My favorite thing about SAM family (since first release, 2023) is that when they release a new model, they allow you to experience the model from the web. And this applies for SAM3 as well, they created an introduction demo for you to experiment with the model, and I will start with that.

There are different demos for both working on videos and images, you can see the image below. You can upload your own videos and images, or use a sample video or image from SAM gallery.

First two demos are for segmenting objects with text prompts on images and videos. Text prompt can be a word or a sentence. For example, in the below image my prompt (top left) was “black umbrella”.

Next two demos are for creating 3D models of specific objects using SAM3D (I will write an article about SAM3D later). First, the user clicks the target object, then the model performs segmentation. From that segmented object, a 3D model is created, and you can play with that 3D model. You can see the 3D model of a segmented boat.
Another demo is for creating 3D models of people. Again, you can move the model around since it is a 3D model. And it supports multiple people in a scene.
It is so fun, right? And there are a lot of demos that you can play with . If you want to see other demos, you can check the SAM playground.

Okay, if I continue to show you demos, it will be a veeeery long article. It is time to talk about creating the environment, SAM3 models, and to show you how you can segment objects with text prompts on images and videos using Python.
You saw the demos, and you can agree that SAM3 is a very powerful model. Running these models requires a lot of computing power, and we have to take advantage of GPUs for computing. So, if you want to run SAM3 models on your local machine, you need to have a GPU-supported environment.
You need to create a GPU-supported PyTorch environment. Now, I will give you step-by-step commands for SAM3 installation.
First, let’s create Conda environment.
conda create -n sam3-env python=3.12
conda activate sam3-env
Now, install PyTorch with GPU-support. If you encounter any issues related to PyTorch, you can follow the below article. After you install PyTorch, you can test it with torch.cuda.is_available()

» **What is being asked**: Repeat word for word the part of the SAM3 passage above from "Okay, if I continue" to "for SAM3 installation.".

» **Material provided**:
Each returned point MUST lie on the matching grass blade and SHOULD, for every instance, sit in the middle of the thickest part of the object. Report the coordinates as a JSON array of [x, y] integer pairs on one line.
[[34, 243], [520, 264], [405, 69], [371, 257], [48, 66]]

» **Solution below**:
Okay, if I continue to show you demos, it will be a veeeery long article. It is time to talk about creating the environment, SAM3 models, and to show you how you can segment objects with text prompts on images and videos using Python.
You saw the demos, and you can agree that SAM3 is a very powerful model. Running these models requires a lot of computing power, and we have to take advantage of GPUs for computing. So, if you want to run SAM3 models on your local machine, you need to have a GPU-supported environment.
You need to create a GPU-supported PyTorch environment. Now, I will give you step-by-step commands for SAM3 installation.